◆ **Provided passage**
# Time to tan the deerhides



## MontanaResident (May 6, 2018)

I heavily salted them last fall after fleshing them and put them away for the winter. They came out great. No rot, nor hair slippage.

I tossed them into the creek and got them all cleaned up, hung and stretched and applied the tanning solution to one of them so far. I'll get to the other later today. Takes about a week for the flesh to turn to leather, and then I will start the softening process. This is something I am still trying to figure out. In fact I'm still trying to soften the leather from 2016. I was rubbing warm water plus neatsfoot oil into the one this morning. Sure seems like it will work, but I have thought so before. This is all practice for when I get my bear.


----------



## MontanaResident (May 11, 2018)

◆ **Short exercise 1**
State how many lines in the rows below contain the string "gold". Reply with the number only.

[Dataset excerpt]
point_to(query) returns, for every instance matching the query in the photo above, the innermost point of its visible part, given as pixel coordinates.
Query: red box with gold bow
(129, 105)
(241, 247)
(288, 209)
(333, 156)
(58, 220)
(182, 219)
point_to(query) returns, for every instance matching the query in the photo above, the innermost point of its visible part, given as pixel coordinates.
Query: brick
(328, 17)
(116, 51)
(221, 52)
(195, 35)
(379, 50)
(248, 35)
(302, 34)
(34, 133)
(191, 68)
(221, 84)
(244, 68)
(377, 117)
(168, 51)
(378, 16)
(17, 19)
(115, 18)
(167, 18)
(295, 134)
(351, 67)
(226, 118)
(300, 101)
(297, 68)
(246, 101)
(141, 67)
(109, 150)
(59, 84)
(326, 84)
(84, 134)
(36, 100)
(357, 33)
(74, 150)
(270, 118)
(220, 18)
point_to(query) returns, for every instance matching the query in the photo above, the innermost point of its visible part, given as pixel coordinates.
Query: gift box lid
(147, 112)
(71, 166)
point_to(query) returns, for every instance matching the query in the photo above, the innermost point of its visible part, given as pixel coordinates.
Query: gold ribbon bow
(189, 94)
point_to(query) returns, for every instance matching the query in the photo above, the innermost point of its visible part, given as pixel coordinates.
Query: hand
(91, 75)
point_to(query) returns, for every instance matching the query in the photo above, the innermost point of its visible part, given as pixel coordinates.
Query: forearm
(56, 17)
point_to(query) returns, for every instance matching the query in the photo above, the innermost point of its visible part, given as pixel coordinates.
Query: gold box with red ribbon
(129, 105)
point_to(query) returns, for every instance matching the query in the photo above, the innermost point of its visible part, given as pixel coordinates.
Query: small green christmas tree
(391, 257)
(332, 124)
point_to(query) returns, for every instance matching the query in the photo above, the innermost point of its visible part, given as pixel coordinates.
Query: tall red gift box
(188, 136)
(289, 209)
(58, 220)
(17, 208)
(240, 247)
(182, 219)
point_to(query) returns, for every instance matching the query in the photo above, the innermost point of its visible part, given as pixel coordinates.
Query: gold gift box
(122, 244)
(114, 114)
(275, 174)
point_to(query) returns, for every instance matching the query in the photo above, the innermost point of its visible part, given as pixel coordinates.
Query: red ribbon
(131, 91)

◆ **Short exercise 2**
Please carry on the forum thread about tanning deerhides from the point where it stops.

◆ **Exercise output 1**
4

◆ **Exercise output 2**
Lots of rain, so the hides are very slowly drying out. First patches of leather is starting to show, so encouraging progress. I'd guess another week before they are fully turned to leather.


----------



## ropensaddle (May 11, 2018)

You want soft look up brain tanning but if you suspect cwd use rubber gloves. Its a lot of work stretching working it and without a squaw is downright tiring


----------



## MontanaResident (May 11, 2018)

Brain tanning is something I will be trying one of these years.


----------



## ropensaddle (May 11, 2018)

MontanaResident said:


> Brain tanning is something I will be trying one of these years.


Looks like you did a great job on those fleshing them


----------



## ChoppyChoppy (May 11, 2018)

I always figured a deer to be bigger than that. The ones I'm used to seeing (Maine) are in the 250-300lbs area.

Might be a weird combo of cough syrup, anti diarrhea, pepto, and advil, but I'm over here laughing, the stretched out skin looks like one of them flying squirrels hahaha.


----------



## MontanaResident (May 11, 2018)

Lucky to get a 100 pounds of Venison from a deer here in N.W. Montana. The bigger ones I've seen are not all that much bigger. The really big ones are mounted at the bank, in private homes, in Sporting Goods stores, from years past.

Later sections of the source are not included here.